↓↓↓

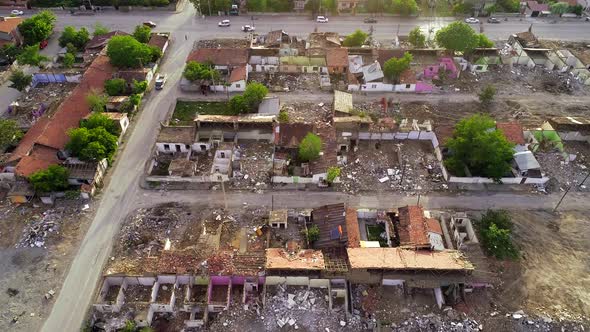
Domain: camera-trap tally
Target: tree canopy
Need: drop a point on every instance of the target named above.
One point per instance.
(53, 178)
(393, 67)
(310, 147)
(37, 28)
(479, 147)
(127, 52)
(77, 38)
(357, 38)
(417, 38)
(457, 36)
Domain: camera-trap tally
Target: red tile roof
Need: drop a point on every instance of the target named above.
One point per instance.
(413, 227)
(220, 56)
(337, 57)
(512, 130)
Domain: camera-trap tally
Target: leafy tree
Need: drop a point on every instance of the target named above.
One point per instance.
(357, 38)
(10, 134)
(484, 42)
(417, 38)
(20, 80)
(254, 94)
(476, 145)
(310, 147)
(457, 36)
(96, 101)
(100, 30)
(393, 67)
(69, 60)
(100, 120)
(37, 28)
(115, 86)
(487, 94)
(405, 7)
(559, 8)
(77, 38)
(30, 56)
(53, 178)
(198, 71)
(126, 51)
(333, 173)
(142, 33)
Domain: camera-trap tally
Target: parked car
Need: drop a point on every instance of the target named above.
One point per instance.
(160, 81)
(321, 19)
(149, 24)
(248, 28)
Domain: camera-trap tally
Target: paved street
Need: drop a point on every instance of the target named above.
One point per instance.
(122, 194)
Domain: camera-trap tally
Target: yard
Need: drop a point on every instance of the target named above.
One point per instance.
(185, 111)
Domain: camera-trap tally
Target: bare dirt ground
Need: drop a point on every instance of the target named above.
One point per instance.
(28, 273)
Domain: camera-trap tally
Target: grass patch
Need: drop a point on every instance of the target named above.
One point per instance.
(185, 111)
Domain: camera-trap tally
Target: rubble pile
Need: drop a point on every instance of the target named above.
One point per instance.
(36, 233)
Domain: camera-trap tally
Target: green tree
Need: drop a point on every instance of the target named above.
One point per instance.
(393, 67)
(486, 95)
(53, 178)
(476, 145)
(20, 80)
(10, 134)
(77, 38)
(417, 38)
(254, 94)
(96, 120)
(357, 38)
(197, 71)
(142, 33)
(126, 51)
(100, 30)
(405, 7)
(37, 28)
(30, 56)
(310, 147)
(457, 36)
(484, 42)
(333, 173)
(115, 87)
(96, 102)
(559, 8)
(69, 60)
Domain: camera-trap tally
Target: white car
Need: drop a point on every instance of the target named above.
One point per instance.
(160, 81)
(321, 19)
(248, 28)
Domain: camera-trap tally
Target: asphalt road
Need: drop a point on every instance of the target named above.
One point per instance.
(122, 194)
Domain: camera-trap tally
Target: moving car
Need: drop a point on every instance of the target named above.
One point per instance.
(248, 28)
(160, 81)
(149, 24)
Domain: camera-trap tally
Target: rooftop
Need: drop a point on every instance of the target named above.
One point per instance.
(400, 259)
(281, 259)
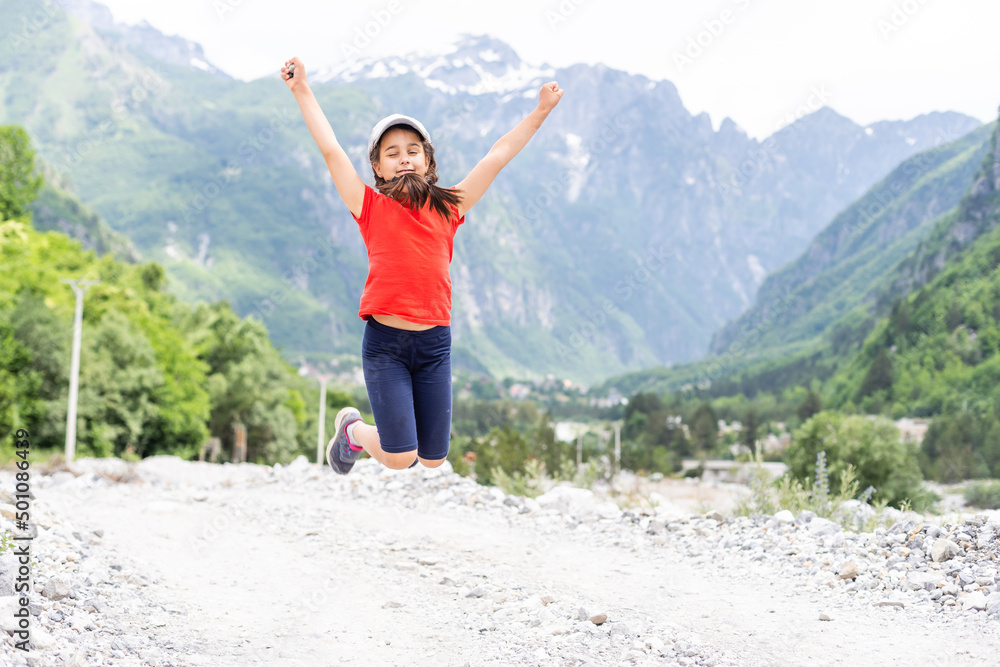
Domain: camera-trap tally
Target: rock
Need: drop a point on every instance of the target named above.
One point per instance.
(974, 601)
(848, 570)
(820, 527)
(923, 581)
(56, 588)
(42, 639)
(890, 603)
(608, 510)
(944, 549)
(9, 604)
(568, 500)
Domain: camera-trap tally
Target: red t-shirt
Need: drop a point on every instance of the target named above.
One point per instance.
(409, 253)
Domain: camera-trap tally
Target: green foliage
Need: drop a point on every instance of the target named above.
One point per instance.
(156, 376)
(651, 439)
(870, 445)
(503, 448)
(19, 183)
(768, 495)
(962, 446)
(6, 542)
(984, 495)
(809, 406)
(878, 377)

↑↑↑

- _Exercise requirements_: Repeat the material verbatim. Do not carry over any picture.

- _Full output_:
Domain: camera-trap tally
Target: tree canopy
Need: drop a point on every instance of the target named above.
One point per instance.
(53, 178)
(393, 67)
(310, 147)
(37, 28)
(479, 147)
(127, 52)
(77, 38)
(357, 38)
(417, 38)
(457, 36)
Domain: camera-trap tally
Target: red tile roof
Need: drop a point on every instance of the target named above.
One point per instance.
(413, 227)
(220, 56)
(337, 57)
(512, 130)
Domain: camera-trap tally
Target: leafy tree
Need: drop a point on every instance of the target named above.
One point per instance.
(357, 38)
(10, 134)
(484, 42)
(417, 38)
(20, 80)
(254, 94)
(476, 145)
(310, 147)
(457, 36)
(96, 101)
(100, 30)
(393, 67)
(69, 60)
(100, 120)
(37, 28)
(115, 86)
(487, 94)
(405, 7)
(559, 8)
(77, 38)
(30, 56)
(53, 178)
(198, 71)
(126, 51)
(333, 173)
(142, 33)
Domain: camera-trap tally
Target: parked car
Need: drop a point on every instance of the target named above.
One point per instance.
(160, 81)
(321, 19)
(149, 24)
(248, 28)
Domain: camera-trap tally
Target: paved street
Need: drop a point on every instance of the target named above.
One point per instance.
(122, 194)
Domain: camera-trap tally
Target: yard
Need: drop a point on every instance of the target named above.
One point per instance.
(185, 111)
Domain: camera-trap tally
Target: bare dirt ground
Need: drop a point on every instance of the target named above.
One point per instance.
(28, 273)
Domain: camera-trap tally
Target: grass patch
Need: drop a point on every instance of the target named above.
One point per instance.
(185, 111)
Domain: camera-trap tally
Target: rubble pile
Need: drop a point on every instance of the target named above.
One point per instance.
(36, 233)
Domain: camera-trap tally
Target: green tree
Need: drop a point on every instance of the target named above.
One point per instance.
(393, 67)
(486, 95)
(53, 178)
(476, 145)
(20, 80)
(10, 134)
(77, 38)
(417, 38)
(254, 94)
(96, 120)
(357, 38)
(197, 71)
(142, 33)
(126, 51)
(100, 30)
(405, 7)
(37, 28)
(30, 56)
(310, 147)
(457, 36)
(484, 42)
(333, 173)
(115, 87)
(96, 102)
(559, 8)
(69, 60)
Domain: camera-trap tally
Target: white car
Need: drop a point on every instance of the target named above.
One point per instance.
(160, 81)
(321, 19)
(248, 28)
Domain: camera-trap tally
Target: asphalt road
Need: drop a point on every instance of the target named above.
One point per instance.
(122, 194)
Domain: camera-trap tally
Target: moving car
Need: drop a point on every instance of the target named above.
One point per instance.
(248, 28)
(160, 81)
(149, 24)
Domain: camera-trap tally
Target: rooftop
Need: drop a point on every instance of the target named above.
One point per instance.
(400, 259)
(281, 259)
Domain: camera-trap tally
Target: rock
Need: drop a point on every instance of the target named above.
One point per instance.
(974, 601)
(848, 570)
(820, 527)
(923, 581)
(56, 588)
(42, 639)
(890, 603)
(608, 510)
(944, 549)
(9, 604)
(568, 500)
Domain: camera-trap tally
Target: red t-shirt
Need: drop a point on every instance of the target named above.
One point per instance.
(409, 253)
Domain: camera-trap tally
Target: green foliage
Need: drop a point on every instance of the target named above.
One point per instance.
(156, 376)
(651, 439)
(870, 445)
(503, 448)
(19, 183)
(768, 495)
(962, 446)
(6, 542)
(984, 495)
(809, 406)
(878, 377)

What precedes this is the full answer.